--- Start Supplied records ---

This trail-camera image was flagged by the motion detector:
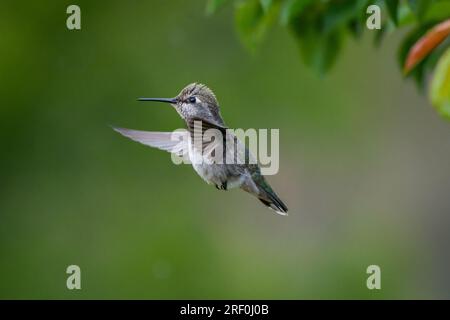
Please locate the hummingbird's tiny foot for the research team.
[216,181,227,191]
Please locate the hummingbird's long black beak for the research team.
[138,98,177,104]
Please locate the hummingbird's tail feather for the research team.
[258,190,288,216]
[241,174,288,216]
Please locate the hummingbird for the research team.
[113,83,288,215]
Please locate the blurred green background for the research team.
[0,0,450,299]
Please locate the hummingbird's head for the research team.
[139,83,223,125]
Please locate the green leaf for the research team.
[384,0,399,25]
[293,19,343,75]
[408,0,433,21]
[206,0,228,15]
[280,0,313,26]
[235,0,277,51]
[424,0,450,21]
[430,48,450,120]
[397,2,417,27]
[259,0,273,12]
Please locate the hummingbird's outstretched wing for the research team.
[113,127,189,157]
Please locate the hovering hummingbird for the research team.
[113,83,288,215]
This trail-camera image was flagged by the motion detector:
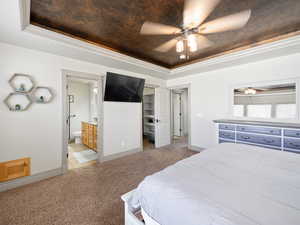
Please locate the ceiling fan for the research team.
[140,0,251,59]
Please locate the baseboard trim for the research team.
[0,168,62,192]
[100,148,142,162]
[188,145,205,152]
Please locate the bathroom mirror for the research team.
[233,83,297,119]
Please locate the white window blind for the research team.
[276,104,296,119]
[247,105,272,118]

--- End Supplied records ---
--- Start Supplied records ---

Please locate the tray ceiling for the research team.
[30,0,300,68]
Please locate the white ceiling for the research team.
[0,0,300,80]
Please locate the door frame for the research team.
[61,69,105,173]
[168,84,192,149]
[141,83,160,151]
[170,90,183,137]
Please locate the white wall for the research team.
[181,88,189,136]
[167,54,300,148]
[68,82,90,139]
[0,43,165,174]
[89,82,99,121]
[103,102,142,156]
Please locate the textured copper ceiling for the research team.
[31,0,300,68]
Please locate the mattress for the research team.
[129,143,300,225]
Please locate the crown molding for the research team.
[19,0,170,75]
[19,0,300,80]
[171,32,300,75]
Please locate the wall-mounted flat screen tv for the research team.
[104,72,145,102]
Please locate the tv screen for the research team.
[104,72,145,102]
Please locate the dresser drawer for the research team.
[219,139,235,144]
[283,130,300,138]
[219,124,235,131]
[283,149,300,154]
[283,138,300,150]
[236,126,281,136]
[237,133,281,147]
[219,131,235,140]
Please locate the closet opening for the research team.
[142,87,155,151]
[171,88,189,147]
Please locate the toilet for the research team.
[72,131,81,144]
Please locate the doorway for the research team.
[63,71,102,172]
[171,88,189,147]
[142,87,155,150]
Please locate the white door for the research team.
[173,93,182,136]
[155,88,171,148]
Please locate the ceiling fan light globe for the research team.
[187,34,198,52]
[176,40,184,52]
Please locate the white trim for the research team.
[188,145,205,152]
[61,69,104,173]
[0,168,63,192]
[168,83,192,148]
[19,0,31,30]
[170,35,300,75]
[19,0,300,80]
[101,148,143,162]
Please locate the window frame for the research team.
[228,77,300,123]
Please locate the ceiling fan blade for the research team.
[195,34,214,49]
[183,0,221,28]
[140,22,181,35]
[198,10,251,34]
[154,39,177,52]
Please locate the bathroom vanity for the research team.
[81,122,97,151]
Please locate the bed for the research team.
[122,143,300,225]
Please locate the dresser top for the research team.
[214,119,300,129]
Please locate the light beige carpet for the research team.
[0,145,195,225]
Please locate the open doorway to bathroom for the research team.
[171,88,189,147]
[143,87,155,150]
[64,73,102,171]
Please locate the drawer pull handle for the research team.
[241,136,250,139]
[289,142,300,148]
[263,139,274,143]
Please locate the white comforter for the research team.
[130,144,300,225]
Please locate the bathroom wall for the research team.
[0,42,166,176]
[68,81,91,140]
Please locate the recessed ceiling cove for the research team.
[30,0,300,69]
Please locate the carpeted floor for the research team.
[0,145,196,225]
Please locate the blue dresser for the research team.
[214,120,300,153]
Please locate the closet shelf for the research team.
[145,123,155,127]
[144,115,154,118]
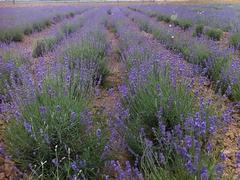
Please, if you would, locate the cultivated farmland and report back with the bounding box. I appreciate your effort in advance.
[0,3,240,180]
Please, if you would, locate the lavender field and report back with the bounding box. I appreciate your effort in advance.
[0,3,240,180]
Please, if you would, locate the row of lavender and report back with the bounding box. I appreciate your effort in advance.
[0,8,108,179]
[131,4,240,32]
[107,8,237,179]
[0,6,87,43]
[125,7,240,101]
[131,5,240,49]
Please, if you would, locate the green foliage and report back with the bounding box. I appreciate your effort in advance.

--- End Supplied records ---
--- Start Supplied records ---

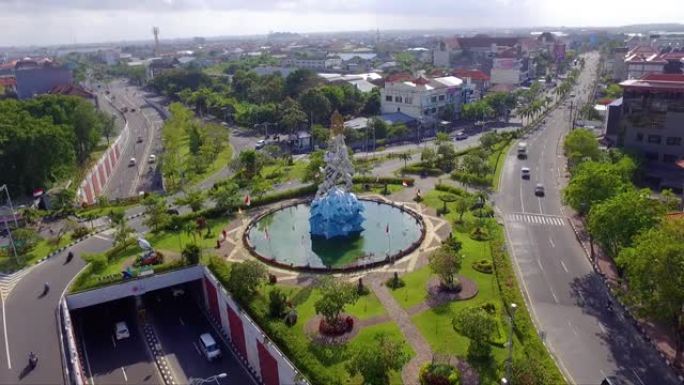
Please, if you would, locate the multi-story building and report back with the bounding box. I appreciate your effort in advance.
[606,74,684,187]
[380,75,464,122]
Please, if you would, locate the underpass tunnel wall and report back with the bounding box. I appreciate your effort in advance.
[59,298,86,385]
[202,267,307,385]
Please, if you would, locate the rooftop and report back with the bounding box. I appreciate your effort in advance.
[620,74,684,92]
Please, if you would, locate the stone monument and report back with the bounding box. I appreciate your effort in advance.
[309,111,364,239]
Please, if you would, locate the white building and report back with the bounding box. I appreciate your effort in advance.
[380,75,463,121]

--- End Supplied records ---

### [Set task]
Copy the lines from the one containing "Please locate the white ceiling" up to and including the one containing "[154,39,177,52]", with no changes.

### [Response to the task]
Please locate the white ceiling for the research team.
[0,0,300,80]
Please locate the door frame for the research team.
[61,69,105,173]
[168,84,192,149]
[141,83,160,151]
[170,90,183,137]
Please locate the white wall for the research team.
[181,88,189,136]
[167,54,300,148]
[68,82,90,139]
[0,43,165,174]
[89,82,99,121]
[103,102,142,156]
Please locate the textured copper ceiling for the research team.
[31,0,300,68]
Please locate the mattress for the research team.
[129,143,300,225]
Please locate the crown molding for the research team.
[19,0,170,75]
[19,0,300,80]
[171,32,300,75]
Please locate the wall-mounted flat screen tv for the research team.
[104,72,145,102]
Please locate the tv screen for the research team.
[104,72,145,102]
Please locate the dresser drawer for the research team.
[219,139,235,144]
[283,130,300,138]
[219,124,235,131]
[283,149,300,154]
[283,138,300,150]
[236,126,281,136]
[237,133,281,147]
[219,131,235,140]
Please locate the closet opening for the research team.
[142,87,155,151]
[171,88,189,147]
Please locate the toilet for the research team.
[72,131,81,144]
Please locate the doorway for the research team.
[63,71,102,172]
[171,88,189,147]
[142,87,155,150]
Please locate the white door for the research team.
[173,93,182,136]
[155,88,171,148]
Please locate the ceiling fan light globe for the research team.
[187,34,198,52]
[176,40,184,52]
Please locate the white trim for the research team.
[188,145,205,152]
[61,69,104,173]
[0,168,63,192]
[168,83,192,148]
[19,0,31,30]
[170,35,300,75]
[19,0,300,80]
[101,148,143,162]
Please locate the window frame for the research team.
[228,77,300,123]
Please locate the ceiling fan blade for the research team.
[195,34,214,49]
[183,0,221,28]
[140,22,181,35]
[198,10,251,34]
[154,39,177,52]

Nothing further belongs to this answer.